**EXCERPTED PASSAGE:**
Customers having to re-explain themselves post handoff needs to be avoided (plus some tactics for building trust on Day 1). 

The Notion CSM identifies poor handoffs as creating "the worst outcome" of customers having to re-explain themselves. It is important that roles and responsibilities are defined, customer priorities are shared and everyone in the GTM org can see a single customer view in one system. The Director of Support at Zapier re-emphasised this. 

Tactics:

  • Zapier had a template that CSM required Sales to fill out. Fields included: reasons for sign up, success after 12 months looks like X, customers’ tech stack, specific requirements e.g. security policies. They also have a handover meeting. Where possible, Zapier matches Sales people to the same CSMs so they build good ways of working together over time. At Zapier a deal does not move from ‘Sold’ to ‘Secured’ until CSM signs off on the handover
  • Notion implements similar systems requiring complete information transfer before deal finalization e.g. north star goals, why the customer is using you. Like at Zapier, sales teams do not receive deal credit until all customer data is properly documented, and CSMs have validated completeness
  • To help address the problem that CSMs don’t know much about the customer on Day 1…Zapier have Sales hold back one valuable suggestion/insight for CSMs to share on Day 1 to instantly build trust with the client 
  • To address the same problem of building trust, Notion have the CSMs share relevant personal stories and results from similar clients during all kick off calls to build trust

At onboarding you should mutually agree explicit 90 day goals and joint owners to create structure and buy in. Notion found "the first 90 days of a customers' experience dictate the entire relationship direction." Tactics:

  • In kick off calls, collaboratively workshop a 90-day north star success metric to generate buy in e.g. x% adoption, y number of features used, z external integrations connected
  • The CSM should then go away and revert with a detailed project plan working backward from agreed north star metrics and assign multiple stakeholders as owners on both vendor and client sides to create multiple points of engagement and internal champions. Do weekly stand ups.

**EXERCISE DETAILS:** According to the handoff excerpt, what has to happen before a deal at Zapier moves from "Sold" to "Secured"? The listing after this point is separate material, unrelated to the handoff excerpt.

**GIVEN MATERIAL:**
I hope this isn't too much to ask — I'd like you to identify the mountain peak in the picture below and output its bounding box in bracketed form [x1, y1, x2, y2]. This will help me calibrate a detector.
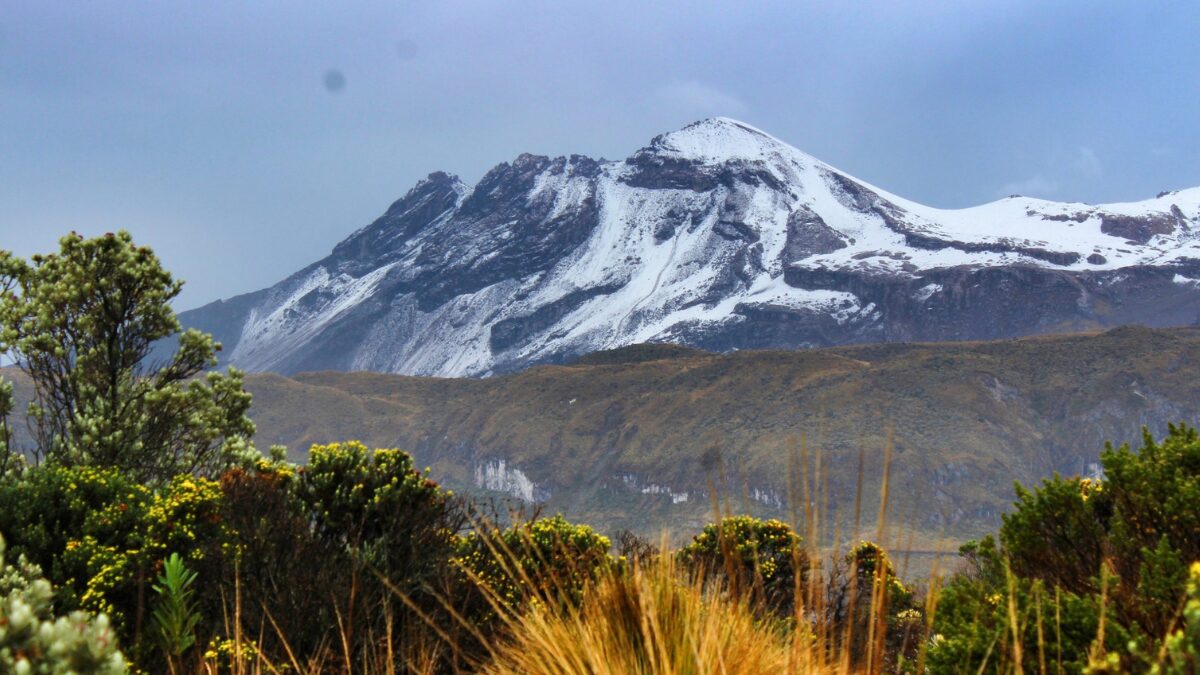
[647, 118, 799, 163]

**SOLUTION:** The CSM has to sign off on the handover.